PROBLEM TO WORK ON:
Copy out each of the following records exactly as it appears, line by line.

## START LISTING

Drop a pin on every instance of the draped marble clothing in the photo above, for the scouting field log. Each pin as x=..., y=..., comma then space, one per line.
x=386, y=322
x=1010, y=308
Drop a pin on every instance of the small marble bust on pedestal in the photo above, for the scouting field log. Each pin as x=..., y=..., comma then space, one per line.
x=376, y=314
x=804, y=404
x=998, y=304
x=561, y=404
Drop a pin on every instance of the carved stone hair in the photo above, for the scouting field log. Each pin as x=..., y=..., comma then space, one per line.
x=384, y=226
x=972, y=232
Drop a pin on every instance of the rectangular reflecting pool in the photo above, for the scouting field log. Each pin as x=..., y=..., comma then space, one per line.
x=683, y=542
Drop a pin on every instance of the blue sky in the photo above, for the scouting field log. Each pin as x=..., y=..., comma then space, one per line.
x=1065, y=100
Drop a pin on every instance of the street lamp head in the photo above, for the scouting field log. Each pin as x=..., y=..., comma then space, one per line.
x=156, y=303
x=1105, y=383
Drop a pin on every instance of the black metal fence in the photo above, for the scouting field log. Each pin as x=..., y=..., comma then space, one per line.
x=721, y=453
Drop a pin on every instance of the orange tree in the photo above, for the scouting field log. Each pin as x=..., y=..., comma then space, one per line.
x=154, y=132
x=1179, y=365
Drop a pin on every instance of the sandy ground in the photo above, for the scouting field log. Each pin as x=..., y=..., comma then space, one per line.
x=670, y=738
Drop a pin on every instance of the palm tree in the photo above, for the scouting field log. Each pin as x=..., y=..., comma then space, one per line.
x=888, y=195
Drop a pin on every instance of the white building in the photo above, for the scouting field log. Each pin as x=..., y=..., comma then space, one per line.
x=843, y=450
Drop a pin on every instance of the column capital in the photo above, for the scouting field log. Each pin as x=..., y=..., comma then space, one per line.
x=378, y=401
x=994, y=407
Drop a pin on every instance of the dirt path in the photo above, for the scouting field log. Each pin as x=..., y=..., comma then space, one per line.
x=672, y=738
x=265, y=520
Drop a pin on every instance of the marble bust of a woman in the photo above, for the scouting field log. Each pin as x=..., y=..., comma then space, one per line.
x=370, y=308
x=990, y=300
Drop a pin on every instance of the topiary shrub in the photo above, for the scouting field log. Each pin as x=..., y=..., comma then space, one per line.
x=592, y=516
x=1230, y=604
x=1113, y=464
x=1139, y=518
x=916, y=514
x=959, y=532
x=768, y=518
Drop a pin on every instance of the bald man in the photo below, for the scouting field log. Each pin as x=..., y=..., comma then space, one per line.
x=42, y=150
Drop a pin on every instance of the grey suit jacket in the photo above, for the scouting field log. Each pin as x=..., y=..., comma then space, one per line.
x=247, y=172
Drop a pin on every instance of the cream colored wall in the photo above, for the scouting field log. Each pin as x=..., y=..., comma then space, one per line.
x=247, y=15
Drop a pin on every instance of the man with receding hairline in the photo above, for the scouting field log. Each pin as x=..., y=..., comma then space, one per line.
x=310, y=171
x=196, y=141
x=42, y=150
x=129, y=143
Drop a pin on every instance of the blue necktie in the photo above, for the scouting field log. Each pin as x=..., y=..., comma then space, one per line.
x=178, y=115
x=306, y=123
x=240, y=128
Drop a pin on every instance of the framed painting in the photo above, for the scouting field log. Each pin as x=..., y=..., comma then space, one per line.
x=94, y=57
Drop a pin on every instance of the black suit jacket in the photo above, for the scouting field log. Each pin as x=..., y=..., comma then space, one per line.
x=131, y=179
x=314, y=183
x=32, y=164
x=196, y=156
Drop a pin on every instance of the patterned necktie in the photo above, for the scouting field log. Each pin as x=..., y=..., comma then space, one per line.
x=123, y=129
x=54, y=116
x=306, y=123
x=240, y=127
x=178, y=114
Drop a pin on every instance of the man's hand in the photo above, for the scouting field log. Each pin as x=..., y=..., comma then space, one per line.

## END LISTING

ANSWER:
Drop a pin on every instance of the draped marble clothing in the photo above, for the scouting field log. Each pin as x=..., y=..., comma then space, one per line.
x=386, y=322
x=1010, y=308
Drop a pin on every instance of the small marble bust on pedestal in the photo above, for the scouting field log. Each pin as x=..., y=..., comma then space, one per line.
x=376, y=314
x=804, y=404
x=998, y=304
x=561, y=404
Drop a pin on every instance of the carved stone hair in the photo above, for the scouting field log. Each pin as x=..., y=..., comma then space, one per line.
x=384, y=226
x=972, y=232
Drop a pin on every instance of the rectangular reflecting pool in the photo above, for the scouting field log. Each pin as x=..., y=..., comma then space, one per line.
x=683, y=542
Drop a pin on every instance of the blue sky in the photo above, for the scouting field log. Each pin as x=..., y=..., comma then space, one per line.
x=1065, y=100
Drop a pin on every instance of the street lamp head in the photo above, for the scouting field log. Each pin as x=..., y=..., comma then space, one per line.
x=156, y=303
x=1105, y=383
Drop a pin on every instance of the black metal fence in the photo above, for the scouting field log. Each pin as x=..., y=..., comma then space, one per line.
x=721, y=453
Drop a pin on every instance of the orange tree in the photo above, for the scouting field log. Each pin as x=..., y=..., comma then space, one per line.
x=154, y=132
x=1179, y=365
Drop a pin on every instance of the sandy ground in the photo above, for the scouting field log. Each pin as x=..., y=..., comma then space, one per line.
x=670, y=738
Drop a pin on every instance of the palm tree in the photo above, for the scouting field log. Each pin as x=..., y=..., comma then space, one per line.
x=888, y=195
Drop a pin on every instance of the white building in the photo above, for the scouting field log. Each pin as x=..., y=..., comma then space, one per line.
x=843, y=450
Drop a pin on every instance of the column capital in the photo above, for the scouting field log. Each pin as x=..., y=..., comma then space, one per line.
x=378, y=401
x=994, y=407
Drop a pin on every instance of the dirt path in the photo above, for the scouting field log. Each pin as x=..., y=..., comma then space, one per line.
x=672, y=738
x=265, y=520
Drop a pin on every instance of the marble bust of a woman in the photo above, for the scouting field log. Each pin as x=..., y=..., comma then space, one per line.
x=370, y=308
x=990, y=300
Drop a pin on every instance of the topiary shrub in the photo above, for the scouting field log. Each pin as x=..., y=..., comma then space, one per line.
x=592, y=516
x=1230, y=604
x=1113, y=464
x=1139, y=518
x=916, y=514
x=959, y=532
x=768, y=518
Drop a pin on every instance of the bald man in the photo below, for the scouting field log. Each pin as x=..., y=..., comma then space, one per line.
x=42, y=150
Drop a pin on every instance of the grey suit jacket in the photo above, for the scouting field log. Each pin as x=..., y=..., comma then space, one per line.
x=247, y=172
Drop a pin on every instance of the cream colored wall in the photo above, for the scouting field log. Each pin as x=..., y=..., comma then space, one per line.
x=247, y=15
Drop a pin on every instance of the man with receding hairline in the photo above, for the scouting field log. Each pin as x=..., y=..., comma then space, one per line.
x=310, y=171
x=196, y=141
x=42, y=150
x=129, y=143
Drop a pin on every instance of the blue necktie in the photo above, for the scouting field log. Each pin as x=..., y=..., comma then space, one per line.
x=178, y=115
x=306, y=123
x=240, y=128
Drop a pin on every instance of the framed painting in the photo above, for the scouting field log. Each pin as x=..., y=..., comma then space, one per line.
x=94, y=57
Drop a pin on every instance of the black suit jacket in the photo above, for the scouting field log. Each pin as x=..., y=..., comma then space, one per line.
x=131, y=179
x=314, y=183
x=32, y=164
x=196, y=156
Drop a pin on every instance of the patterned necktie in the photo above, for the scouting field log. Each pin as x=..., y=..., comma then space, one per line.
x=123, y=129
x=54, y=116
x=306, y=123
x=240, y=127
x=178, y=114
Drop a pin on every instance of the man's hand in the photo above, for the scouting field log. Each pin as x=..., y=..., comma then space, one per line.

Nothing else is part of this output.